Task
What is needed here is an exact copy of every entry.

Raw records

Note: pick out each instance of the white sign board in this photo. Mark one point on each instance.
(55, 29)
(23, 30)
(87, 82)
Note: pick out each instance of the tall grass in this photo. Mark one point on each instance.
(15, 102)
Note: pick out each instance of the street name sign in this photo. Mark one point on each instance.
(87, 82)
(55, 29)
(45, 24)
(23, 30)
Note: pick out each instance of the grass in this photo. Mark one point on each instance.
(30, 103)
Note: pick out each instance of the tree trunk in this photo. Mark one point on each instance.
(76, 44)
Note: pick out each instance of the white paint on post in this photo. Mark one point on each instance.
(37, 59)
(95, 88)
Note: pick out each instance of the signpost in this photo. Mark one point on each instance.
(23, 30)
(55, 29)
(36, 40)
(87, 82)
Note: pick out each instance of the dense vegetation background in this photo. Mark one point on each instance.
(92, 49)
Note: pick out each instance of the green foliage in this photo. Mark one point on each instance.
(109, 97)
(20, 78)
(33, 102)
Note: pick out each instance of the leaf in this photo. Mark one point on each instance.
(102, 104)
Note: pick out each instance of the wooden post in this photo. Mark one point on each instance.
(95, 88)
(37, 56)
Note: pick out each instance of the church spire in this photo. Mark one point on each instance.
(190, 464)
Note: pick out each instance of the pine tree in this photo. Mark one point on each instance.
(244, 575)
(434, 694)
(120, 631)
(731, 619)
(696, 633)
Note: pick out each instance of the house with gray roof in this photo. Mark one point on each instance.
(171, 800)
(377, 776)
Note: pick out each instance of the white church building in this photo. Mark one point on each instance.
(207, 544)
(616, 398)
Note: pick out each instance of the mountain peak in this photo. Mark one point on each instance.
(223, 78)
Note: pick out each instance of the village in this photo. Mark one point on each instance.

The result
Note: pick out each instance of the white sign board in this photo. Mark one point on each instance.
(55, 29)
(23, 30)
(87, 82)
Note: pick out each instance of the tall grass in this photo. Mark one point on each instance.
(15, 102)
Note: pick out each instance of the street name sign in this photo. Mark one point on each instance.
(87, 82)
(55, 29)
(45, 24)
(23, 30)
Note: pick out each instance of the grass in this photo. Mark one point on each instance.
(30, 103)
Note: pick out each instance of the tree trunk in this photo. Mark one point on each instance.
(76, 44)
Note: pick out each instance of the white paint on post in this photo. Mark one point on each instance.
(37, 59)
(95, 88)
Note: pick out each instance of the signpost in this photo. Mark one point on each instance.
(23, 30)
(55, 29)
(36, 40)
(87, 82)
Note: pick out each instance of the dense vegetation background in this photo. Mark one point on each instance.
(92, 49)
Note: pick out each instance of the green foliage in this photo. Mark one point on each instance.
(109, 97)
(20, 78)
(33, 102)
Note: pick out each instance of the leaf in this photo. Mark one point on each instance.
(102, 104)
Note: pick out each instance of the wooden post in this photo. Mark one point on each instance.
(95, 88)
(37, 56)
Note: pick out each instance of the church spire in this photo. Mark one point on each instance.
(190, 464)
Note: pick out each instance of the pine tree in this photo. Mark one point on each instance.
(244, 575)
(434, 694)
(120, 631)
(731, 619)
(696, 633)
Note: pick out each instance of the house with gray roof in this photo. Mark one point on each instance.
(171, 800)
(377, 776)
Note: pick out each instance of the white church building in this photo. Mark one point on each instance.
(207, 544)
(616, 398)
Note: pick out each instance of the mountain peak in this photo. Mark one point on each instance.
(223, 78)
Note: pick out each instance of the village in this photo. Mark one point on each instance.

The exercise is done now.